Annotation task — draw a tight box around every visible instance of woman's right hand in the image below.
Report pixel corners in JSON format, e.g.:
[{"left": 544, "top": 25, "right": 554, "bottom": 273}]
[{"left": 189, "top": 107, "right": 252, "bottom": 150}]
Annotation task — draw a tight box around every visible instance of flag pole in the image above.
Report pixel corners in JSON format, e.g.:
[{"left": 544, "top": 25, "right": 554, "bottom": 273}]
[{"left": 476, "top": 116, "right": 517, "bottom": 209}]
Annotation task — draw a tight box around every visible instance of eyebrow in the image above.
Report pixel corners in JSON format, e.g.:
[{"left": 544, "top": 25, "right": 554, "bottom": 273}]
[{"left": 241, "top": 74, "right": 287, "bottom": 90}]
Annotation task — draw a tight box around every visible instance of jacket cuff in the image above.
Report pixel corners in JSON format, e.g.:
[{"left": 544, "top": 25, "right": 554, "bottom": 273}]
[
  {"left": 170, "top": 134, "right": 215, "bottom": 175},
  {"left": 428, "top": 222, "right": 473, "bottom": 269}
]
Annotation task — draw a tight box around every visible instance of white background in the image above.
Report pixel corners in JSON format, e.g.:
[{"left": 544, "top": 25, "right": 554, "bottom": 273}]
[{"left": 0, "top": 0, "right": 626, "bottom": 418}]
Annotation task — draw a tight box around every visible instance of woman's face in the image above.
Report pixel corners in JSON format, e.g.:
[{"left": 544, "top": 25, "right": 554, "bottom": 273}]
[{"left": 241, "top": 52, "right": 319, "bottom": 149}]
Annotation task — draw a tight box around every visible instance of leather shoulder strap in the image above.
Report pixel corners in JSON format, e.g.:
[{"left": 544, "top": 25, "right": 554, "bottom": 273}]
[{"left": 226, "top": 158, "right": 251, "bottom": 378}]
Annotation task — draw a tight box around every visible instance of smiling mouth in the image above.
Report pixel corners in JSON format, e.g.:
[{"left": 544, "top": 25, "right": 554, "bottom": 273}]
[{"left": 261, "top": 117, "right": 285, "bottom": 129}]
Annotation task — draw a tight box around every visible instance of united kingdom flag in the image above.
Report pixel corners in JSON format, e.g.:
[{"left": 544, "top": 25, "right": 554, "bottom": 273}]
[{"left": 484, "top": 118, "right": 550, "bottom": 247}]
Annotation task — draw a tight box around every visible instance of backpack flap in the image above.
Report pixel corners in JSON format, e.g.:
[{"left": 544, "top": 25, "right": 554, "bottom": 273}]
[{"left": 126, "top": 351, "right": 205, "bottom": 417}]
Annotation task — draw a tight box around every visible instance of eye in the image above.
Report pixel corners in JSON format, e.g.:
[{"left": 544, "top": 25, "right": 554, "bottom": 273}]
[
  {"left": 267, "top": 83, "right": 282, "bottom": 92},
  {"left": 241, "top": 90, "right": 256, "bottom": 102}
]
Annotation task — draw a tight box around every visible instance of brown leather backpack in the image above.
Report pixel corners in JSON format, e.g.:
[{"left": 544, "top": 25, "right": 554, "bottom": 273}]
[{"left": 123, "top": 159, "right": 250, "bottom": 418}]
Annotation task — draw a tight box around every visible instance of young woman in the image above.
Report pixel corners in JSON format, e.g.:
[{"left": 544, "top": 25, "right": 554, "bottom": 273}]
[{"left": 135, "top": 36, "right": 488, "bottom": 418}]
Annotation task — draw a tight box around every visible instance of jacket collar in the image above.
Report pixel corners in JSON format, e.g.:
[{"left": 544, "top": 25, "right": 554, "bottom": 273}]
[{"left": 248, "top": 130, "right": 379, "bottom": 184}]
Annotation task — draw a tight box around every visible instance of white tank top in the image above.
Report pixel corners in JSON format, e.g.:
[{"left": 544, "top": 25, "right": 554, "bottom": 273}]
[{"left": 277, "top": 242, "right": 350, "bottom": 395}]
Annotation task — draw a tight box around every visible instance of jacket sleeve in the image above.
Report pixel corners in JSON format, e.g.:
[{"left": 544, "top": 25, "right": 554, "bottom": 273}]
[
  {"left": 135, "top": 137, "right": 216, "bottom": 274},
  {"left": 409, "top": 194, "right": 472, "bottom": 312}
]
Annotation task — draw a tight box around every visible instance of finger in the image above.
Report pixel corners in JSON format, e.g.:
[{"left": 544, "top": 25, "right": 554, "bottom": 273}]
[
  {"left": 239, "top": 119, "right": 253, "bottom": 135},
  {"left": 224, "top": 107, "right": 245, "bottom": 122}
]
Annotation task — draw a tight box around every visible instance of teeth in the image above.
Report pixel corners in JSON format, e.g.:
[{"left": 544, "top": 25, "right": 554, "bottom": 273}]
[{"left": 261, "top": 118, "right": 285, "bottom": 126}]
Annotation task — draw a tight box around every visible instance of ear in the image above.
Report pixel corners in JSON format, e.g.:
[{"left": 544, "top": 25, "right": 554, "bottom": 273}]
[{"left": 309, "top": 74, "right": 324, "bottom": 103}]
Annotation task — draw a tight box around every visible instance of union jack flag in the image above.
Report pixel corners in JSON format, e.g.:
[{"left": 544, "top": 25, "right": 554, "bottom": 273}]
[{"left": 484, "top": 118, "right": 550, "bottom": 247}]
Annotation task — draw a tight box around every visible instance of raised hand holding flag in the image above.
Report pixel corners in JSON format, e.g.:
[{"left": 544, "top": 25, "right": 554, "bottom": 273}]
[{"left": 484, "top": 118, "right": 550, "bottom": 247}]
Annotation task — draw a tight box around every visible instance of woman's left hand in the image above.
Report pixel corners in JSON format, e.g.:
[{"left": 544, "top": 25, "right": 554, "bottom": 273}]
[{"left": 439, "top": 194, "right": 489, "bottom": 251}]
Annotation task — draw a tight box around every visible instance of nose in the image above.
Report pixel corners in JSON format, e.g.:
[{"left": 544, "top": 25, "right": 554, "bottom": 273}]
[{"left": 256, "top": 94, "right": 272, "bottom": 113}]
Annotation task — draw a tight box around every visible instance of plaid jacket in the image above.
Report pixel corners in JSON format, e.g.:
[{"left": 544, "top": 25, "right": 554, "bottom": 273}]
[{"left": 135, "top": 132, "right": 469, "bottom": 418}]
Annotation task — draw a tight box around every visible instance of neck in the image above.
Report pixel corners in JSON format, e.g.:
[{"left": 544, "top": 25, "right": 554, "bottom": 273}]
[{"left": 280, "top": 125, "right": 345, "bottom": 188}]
• • •
WHAT THE TASK REQUIRES →
Repeat all of the material above word for word, from the first line to the last.

RESPONSE TO THE EXERCISE →
Annotation task — draw a tight box around every visible instance of woman's right hand in the image below.
Report pixel corners in JSON format, e.g.:
[{"left": 544, "top": 25, "right": 554, "bottom": 273}]
[{"left": 189, "top": 107, "right": 252, "bottom": 150}]
Annotation task — draw a tight box around every visible instance of flag pole in the image above.
Report pixel corners in JSON format, e.g.:
[{"left": 544, "top": 25, "right": 554, "bottom": 273}]
[{"left": 476, "top": 116, "right": 517, "bottom": 209}]
Annotation task — draw a tight box around every visible instance of eyebrow in the image above.
Report pixel corners in JSON format, e.g.:
[{"left": 544, "top": 25, "right": 554, "bottom": 273}]
[{"left": 241, "top": 74, "right": 287, "bottom": 90}]
Annotation task — draw a tight box around every visible instance of jacket cuff in the image above.
Report pixel corners in JSON format, e.g.:
[{"left": 544, "top": 25, "right": 554, "bottom": 273}]
[
  {"left": 170, "top": 134, "right": 215, "bottom": 175},
  {"left": 428, "top": 222, "right": 473, "bottom": 269}
]
Annotation task — draw a tight box around every visible instance of white background in the image above.
Report pixel corners in JSON format, e.g.:
[{"left": 544, "top": 25, "right": 554, "bottom": 273}]
[{"left": 0, "top": 0, "right": 626, "bottom": 418}]
Annotation task — draw a tight box around every visible instance of woman's face in the image above.
Report pixel corners in JSON format, e.g.:
[{"left": 544, "top": 25, "right": 554, "bottom": 273}]
[{"left": 241, "top": 52, "right": 319, "bottom": 149}]
Annotation task — draw a tight box around every visible instance of leather shoulder strap in the image above.
Report pixel corners in JSON format, e.g.:
[{"left": 544, "top": 25, "right": 554, "bottom": 273}]
[{"left": 226, "top": 158, "right": 251, "bottom": 378}]
Annotation task — draw a tight box around every visible instance of smiling mouth in the image above.
Report pixel corners in JSON format, e.g.:
[{"left": 544, "top": 25, "right": 554, "bottom": 273}]
[{"left": 261, "top": 117, "right": 285, "bottom": 129}]
Annotation task — draw a tight box around every visible instance of united kingdom flag in the image above.
Report pixel corners in JSON format, e.g.:
[{"left": 544, "top": 25, "right": 554, "bottom": 273}]
[{"left": 484, "top": 118, "right": 550, "bottom": 247}]
Annotation task — draw a tight box around every visible instance of backpack flap in the image above.
Report pixel corners in JSON format, e.g.:
[{"left": 544, "top": 25, "right": 554, "bottom": 273}]
[{"left": 126, "top": 351, "right": 205, "bottom": 417}]
Annotation task — draw a tight box around every visible instance of eye in the image above.
Report pixel corners in JSON format, e.g.:
[{"left": 544, "top": 25, "right": 554, "bottom": 273}]
[
  {"left": 267, "top": 83, "right": 282, "bottom": 92},
  {"left": 241, "top": 90, "right": 256, "bottom": 102}
]
Annotation task — draw a tight box around every visible instance of brown leather backpack in the image above.
Report pixel corners in JSON format, e.g.:
[{"left": 544, "top": 25, "right": 554, "bottom": 273}]
[{"left": 123, "top": 159, "right": 250, "bottom": 418}]
Annotation task — draw a tight box around every visible instance of young woman in the image above.
Report pixel corners in JSON format, e.g.:
[{"left": 544, "top": 25, "right": 554, "bottom": 273}]
[{"left": 135, "top": 36, "right": 488, "bottom": 418}]
Annotation task — draw a tight box around every visible instance of jacket collar in the image above.
Report pixel corners in JSON format, e.g.:
[{"left": 544, "top": 25, "right": 554, "bottom": 273}]
[{"left": 248, "top": 130, "right": 379, "bottom": 184}]
Annotation task — draw a tight box around every visible instance of white tank top in the image above.
Report pixel corners in JSON format, e.g.:
[{"left": 544, "top": 25, "right": 554, "bottom": 273}]
[{"left": 277, "top": 242, "right": 350, "bottom": 395}]
Annotation task — draw a tight box around every visible instance of jacket sleeve in the image above.
Report pixel corners in JSON format, e.g.:
[{"left": 544, "top": 25, "right": 554, "bottom": 273}]
[
  {"left": 135, "top": 137, "right": 216, "bottom": 274},
  {"left": 409, "top": 194, "right": 472, "bottom": 312}
]
Annotation task — draw a tight box around every visible instance of finger in the image above.
Report pixel corners in JSON format, e.g.:
[{"left": 544, "top": 25, "right": 554, "bottom": 273}]
[
  {"left": 239, "top": 119, "right": 253, "bottom": 135},
  {"left": 224, "top": 107, "right": 245, "bottom": 122}
]
Annotation task — draw a tight box around every visible instance of teeth in the image above.
Report pixel corners in JSON format, e.g.:
[{"left": 544, "top": 25, "right": 554, "bottom": 273}]
[{"left": 261, "top": 118, "right": 285, "bottom": 126}]
Annotation task — draw a tight box around every visible instance of ear in the image above.
Report pixel corners in JSON format, e.g.:
[{"left": 544, "top": 25, "right": 554, "bottom": 273}]
[{"left": 309, "top": 74, "right": 324, "bottom": 103}]
Annotation task — draw a tight box around every visible instance of union jack flag in the image above.
Report pixel corners in JSON format, e.g.:
[{"left": 544, "top": 25, "right": 554, "bottom": 273}]
[{"left": 484, "top": 118, "right": 550, "bottom": 247}]
Annotation task — draw a tight box around every visible instance of raised hand holding flag in the image above.
Report pixel corners in JSON format, e.g.:
[{"left": 544, "top": 25, "right": 554, "bottom": 273}]
[{"left": 484, "top": 118, "right": 550, "bottom": 247}]
Annotation task — draw a tight box around every visible instance of woman's left hand in the image above.
Report pixel corners in JSON format, e.g.:
[{"left": 544, "top": 25, "right": 554, "bottom": 273}]
[{"left": 439, "top": 194, "right": 489, "bottom": 251}]
Annotation task — draw a tight box around every visible instance of nose in the image above.
Report pixel corners in JSON format, e.g.:
[{"left": 544, "top": 25, "right": 554, "bottom": 273}]
[{"left": 256, "top": 94, "right": 272, "bottom": 113}]
Annotation task — draw a tight box around every visible instance of plaid jacket in the image above.
Report pixel corners in JSON format, e.g.:
[{"left": 544, "top": 25, "right": 554, "bottom": 273}]
[{"left": 135, "top": 132, "right": 469, "bottom": 418}]
Annotation task — draw a tight box around every visible instance of neck in the image above.
Report pixel corners in JSON format, e.g.:
[{"left": 544, "top": 25, "right": 554, "bottom": 273}]
[{"left": 280, "top": 125, "right": 345, "bottom": 188}]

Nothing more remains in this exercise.